## Passage proposé

Rencontre : L'équipe créative de "Follies" à l'Opéra de Toulon

Temps de lecture approx. 5 min.

À l’issue la  première de Follies à l’opéra de Toulon, Musical Avenue s’est entretenu avec quelques uns des artisans à l’origine de  cette création : Jean-Luc Choplin, directeur du Châtelet, Richard Abell, le chef d’orchestre, et Olivier Bezenech, le metteur en scène.

Musical Avenue : Jean-Luc Choplin, quelle est, à vos yeux, la place de Stephen Sondheim dans l’univers du musical ?

## Problème à résoudre
Prolongez l'entretien sur la création de Follies à l'opéra de Toulon en reprenant juste après la dernière question adressée à Jean-Luc Choplin.

## Liste des enregistrements

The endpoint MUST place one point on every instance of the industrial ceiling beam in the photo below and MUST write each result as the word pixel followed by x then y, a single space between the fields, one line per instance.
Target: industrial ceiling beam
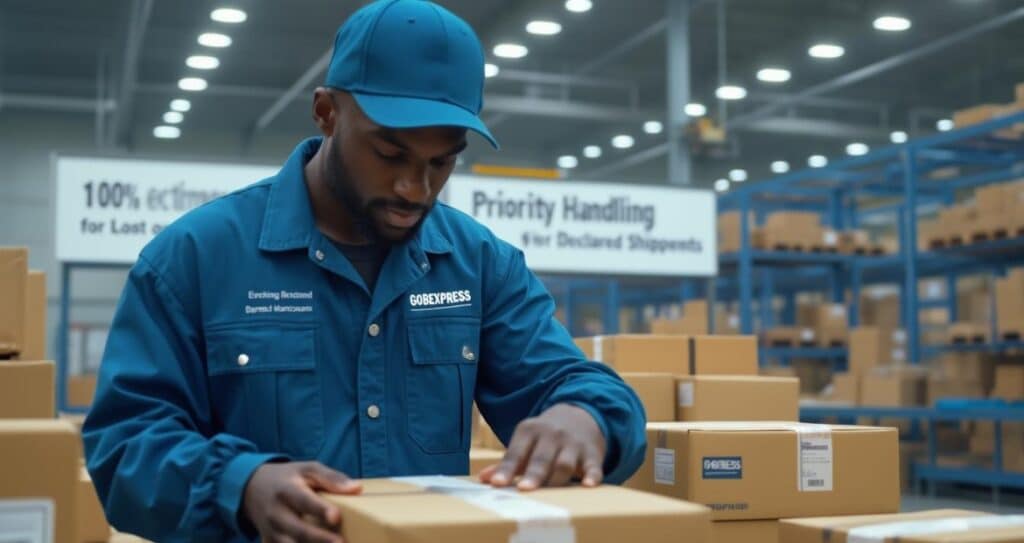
pixel 137 24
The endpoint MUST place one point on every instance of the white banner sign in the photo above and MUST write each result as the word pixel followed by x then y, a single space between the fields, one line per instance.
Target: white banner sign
pixel 109 209
pixel 596 227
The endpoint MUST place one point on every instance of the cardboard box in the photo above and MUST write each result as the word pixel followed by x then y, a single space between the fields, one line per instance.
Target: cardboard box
pixel 457 510
pixel 657 393
pixel 944 526
pixel 13 284
pixel 713 398
pixel 81 389
pixel 676 354
pixel 749 470
pixel 481 458
pixel 28 390
pixel 896 386
pixel 35 318
pixel 846 388
pixel 744 532
pixel 39 465
pixel 1009 382
pixel 91 524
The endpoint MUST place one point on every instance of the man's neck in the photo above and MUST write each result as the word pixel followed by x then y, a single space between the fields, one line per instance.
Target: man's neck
pixel 333 218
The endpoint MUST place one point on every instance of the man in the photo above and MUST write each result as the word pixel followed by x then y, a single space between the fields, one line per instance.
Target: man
pixel 332 322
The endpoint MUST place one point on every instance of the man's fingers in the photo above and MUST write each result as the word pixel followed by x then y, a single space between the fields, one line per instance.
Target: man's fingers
pixel 304 501
pixel 516 456
pixel 565 465
pixel 324 477
pixel 291 526
pixel 540 465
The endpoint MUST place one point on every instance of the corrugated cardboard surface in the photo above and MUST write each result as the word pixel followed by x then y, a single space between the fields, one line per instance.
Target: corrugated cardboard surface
pixel 865 464
pixel 744 532
pixel 389 511
pixel 92 527
pixel 27 389
pixel 657 393
pixel 736 398
pixel 35 318
pixel 13 279
pixel 836 529
pixel 40 459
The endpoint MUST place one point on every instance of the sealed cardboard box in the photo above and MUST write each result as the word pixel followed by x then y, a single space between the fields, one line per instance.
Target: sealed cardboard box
pixel 678 354
pixel 737 398
pixel 895 386
pixel 751 470
pixel 27 390
pixel 81 389
pixel 744 532
pixel 435 508
pixel 481 458
pixel 39 467
pixel 92 527
pixel 13 284
pixel 35 318
pixel 846 388
pixel 657 393
pixel 1009 382
pixel 944 526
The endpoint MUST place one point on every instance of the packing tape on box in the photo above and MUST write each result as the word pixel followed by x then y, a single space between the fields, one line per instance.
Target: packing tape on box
pixel 538 521
pixel 883 532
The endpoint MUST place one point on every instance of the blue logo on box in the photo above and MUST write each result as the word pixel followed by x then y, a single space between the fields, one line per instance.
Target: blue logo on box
pixel 723 467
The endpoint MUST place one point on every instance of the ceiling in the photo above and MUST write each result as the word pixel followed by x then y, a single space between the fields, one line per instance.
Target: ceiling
pixel 540 107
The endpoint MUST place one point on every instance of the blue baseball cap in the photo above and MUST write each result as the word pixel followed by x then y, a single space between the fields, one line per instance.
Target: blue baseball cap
pixel 411 64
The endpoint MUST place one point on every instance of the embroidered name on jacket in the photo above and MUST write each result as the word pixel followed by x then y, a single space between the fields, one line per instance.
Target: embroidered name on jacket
pixel 428 301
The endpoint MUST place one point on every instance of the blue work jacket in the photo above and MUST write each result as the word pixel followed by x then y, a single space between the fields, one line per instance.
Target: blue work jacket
pixel 244 335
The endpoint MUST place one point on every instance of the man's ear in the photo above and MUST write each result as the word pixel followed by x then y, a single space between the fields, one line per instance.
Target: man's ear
pixel 326 111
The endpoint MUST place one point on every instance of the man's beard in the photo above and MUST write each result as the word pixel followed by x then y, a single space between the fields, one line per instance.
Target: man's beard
pixel 361 211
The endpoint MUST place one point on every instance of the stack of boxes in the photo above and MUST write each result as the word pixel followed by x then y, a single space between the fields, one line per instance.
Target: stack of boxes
pixel 42 469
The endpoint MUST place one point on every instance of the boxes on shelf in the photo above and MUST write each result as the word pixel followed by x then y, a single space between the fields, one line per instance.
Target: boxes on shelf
pixel 894 386
pixel 28 389
pixel 714 398
pixel 13 284
pixel 40 468
pixel 657 393
pixel 923 527
pixel 679 354
pixel 435 508
pixel 750 470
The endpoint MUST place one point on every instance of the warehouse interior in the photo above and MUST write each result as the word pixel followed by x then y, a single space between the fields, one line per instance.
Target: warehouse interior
pixel 859 163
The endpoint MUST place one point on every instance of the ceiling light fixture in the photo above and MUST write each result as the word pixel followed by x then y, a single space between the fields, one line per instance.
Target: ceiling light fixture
pixel 826 50
pixel 892 24
pixel 214 39
pixel 511 50
pixel 228 14
pixel 730 92
pixel 193 84
pixel 774 75
pixel 543 28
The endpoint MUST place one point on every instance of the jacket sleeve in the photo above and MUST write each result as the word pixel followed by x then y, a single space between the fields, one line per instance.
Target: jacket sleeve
pixel 529 364
pixel 160 468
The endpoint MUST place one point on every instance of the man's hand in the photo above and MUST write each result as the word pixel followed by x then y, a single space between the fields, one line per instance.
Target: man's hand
pixel 562 443
pixel 279 496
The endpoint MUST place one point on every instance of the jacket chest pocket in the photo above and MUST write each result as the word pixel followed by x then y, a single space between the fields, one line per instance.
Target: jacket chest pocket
pixel 266 388
pixel 439 382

## Réponse proposée
Jean-Luc Choplin : Sondheim est le dernier grand compositeur de comédie musicale de l’ancienne génération qui plonge ses racines en Europe de l’Est et a su fusionner la culture musicale classique avec celle de Broadway. À la base c’est un "minimaliste" de la veine des compositeurs américains du XXème siècle comme Steve Reich ou John Adams, un style de composition utilisant la répétition comme technique. Mais tandis que les autres ont persévéré  dans ce style, disons expérimental, lui a bifurqué vers le théâtre musical qui séduit et donne du plaisir au public. Peu à peu il a intégré à sa musique tous les styles, classique comme Puccini ou Wagner, mais aussi folk, spiritual, jazz. Malheureusement, on ne voit pas trop aujourd’hui un compositeur capable d’assurer la relève.

Musical Avenue : David Abell, vous avez dirigé d’innombrables opéras à la tête des plus grandes formations, mais vous êtes également un passionné de comédie musicale. Vous avez dirigé Sweeney Todd au Châtelet en 2011 et vous revenez en avril pour diriger Sunday in the Park with George (NDLR : actuellement à l’affiche). Qu’est ce qui, selon vous, caractérise Follies ?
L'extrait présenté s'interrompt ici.